- [To do]:
A - From the graphene doping summary, return everything from "This paper introduces" down to "previous doping limits.".
B - In the graphene doping summary, what vapor does the on-chip doping method use?

— Start of Text excerpt —

Mass inversion at the Lifshitz transition in monolayer graphene by diffusive, high-density, on-chip, doping

TL;DR

This paper introduces a novel on-chip doping method for monolayer graphene using cesium vapor in a sealed environment, enabling high-density charge transport measurements and observation of the Lifshitz transition.

Contribution

The authors developed a diffusive, high-density doping technique compatible with transport measurements, allowing exploration of electronic phase transitions in graphene beyond previous doping limits.

Findings

Achieved electron densities over 4.7×10^{14} cm^{-2} in graphene.

Observed cyclotron mass inversion indicating the Lifshitz transition.

Demonstrated stable doping in an inert gas environment suitable for cryogenic studies.

— End of Text excerpt —
— Start of Material —

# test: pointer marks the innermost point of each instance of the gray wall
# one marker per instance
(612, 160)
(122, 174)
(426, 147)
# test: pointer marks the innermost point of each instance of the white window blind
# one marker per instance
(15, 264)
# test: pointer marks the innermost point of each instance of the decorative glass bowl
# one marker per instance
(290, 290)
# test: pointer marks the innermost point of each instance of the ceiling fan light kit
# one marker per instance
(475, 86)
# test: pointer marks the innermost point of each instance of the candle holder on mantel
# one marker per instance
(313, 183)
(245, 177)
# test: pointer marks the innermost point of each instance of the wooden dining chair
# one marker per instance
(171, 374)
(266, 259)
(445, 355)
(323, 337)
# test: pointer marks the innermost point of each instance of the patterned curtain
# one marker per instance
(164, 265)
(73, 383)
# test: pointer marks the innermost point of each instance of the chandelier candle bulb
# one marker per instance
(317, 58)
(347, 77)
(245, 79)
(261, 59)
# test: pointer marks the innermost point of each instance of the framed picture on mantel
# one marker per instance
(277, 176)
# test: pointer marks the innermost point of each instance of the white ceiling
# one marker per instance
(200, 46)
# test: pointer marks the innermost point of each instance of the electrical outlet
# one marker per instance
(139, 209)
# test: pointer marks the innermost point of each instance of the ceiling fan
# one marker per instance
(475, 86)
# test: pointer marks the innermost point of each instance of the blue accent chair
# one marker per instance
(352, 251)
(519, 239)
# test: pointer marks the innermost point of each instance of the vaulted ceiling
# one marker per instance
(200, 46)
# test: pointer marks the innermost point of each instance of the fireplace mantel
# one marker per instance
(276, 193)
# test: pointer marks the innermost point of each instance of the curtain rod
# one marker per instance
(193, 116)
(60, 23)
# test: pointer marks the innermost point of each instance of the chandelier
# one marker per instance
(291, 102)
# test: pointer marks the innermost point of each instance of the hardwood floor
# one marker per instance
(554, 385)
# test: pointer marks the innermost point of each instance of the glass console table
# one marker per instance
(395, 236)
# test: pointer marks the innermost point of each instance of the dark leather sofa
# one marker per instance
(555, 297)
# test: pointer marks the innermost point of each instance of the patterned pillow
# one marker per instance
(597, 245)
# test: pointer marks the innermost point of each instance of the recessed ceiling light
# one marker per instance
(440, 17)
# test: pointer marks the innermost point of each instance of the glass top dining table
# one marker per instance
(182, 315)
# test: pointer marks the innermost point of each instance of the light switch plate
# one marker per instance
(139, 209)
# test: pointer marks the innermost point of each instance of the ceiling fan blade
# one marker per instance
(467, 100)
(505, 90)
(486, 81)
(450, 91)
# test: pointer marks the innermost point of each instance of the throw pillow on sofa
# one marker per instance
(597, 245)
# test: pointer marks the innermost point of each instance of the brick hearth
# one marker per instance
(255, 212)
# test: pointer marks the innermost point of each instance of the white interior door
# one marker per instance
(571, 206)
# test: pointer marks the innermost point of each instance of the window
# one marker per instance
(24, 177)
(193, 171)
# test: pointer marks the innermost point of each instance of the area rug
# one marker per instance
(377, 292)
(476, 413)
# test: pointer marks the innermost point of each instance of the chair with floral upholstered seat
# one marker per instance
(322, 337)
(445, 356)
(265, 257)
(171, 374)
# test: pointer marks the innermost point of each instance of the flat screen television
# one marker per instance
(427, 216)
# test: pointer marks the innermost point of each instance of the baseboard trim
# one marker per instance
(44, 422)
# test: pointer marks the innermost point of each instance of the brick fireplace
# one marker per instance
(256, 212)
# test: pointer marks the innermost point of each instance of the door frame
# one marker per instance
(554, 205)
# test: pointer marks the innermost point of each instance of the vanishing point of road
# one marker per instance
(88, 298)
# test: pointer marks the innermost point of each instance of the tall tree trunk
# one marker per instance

— End of Material —

- [Worked solutions]:
A -
This paper introduces a novel on-chip doping method for monolayer graphene using cesium vapor in a sealed environment, enabling high-density charge transport measurements and observation of the Lifshitz transition.

Contribution

The authors developed a diffusive, high-density doping technique compatible with transport measurements, allowing exploration of electronic phase transitions in graphene beyond previous doping limits.

B - Cesium vapor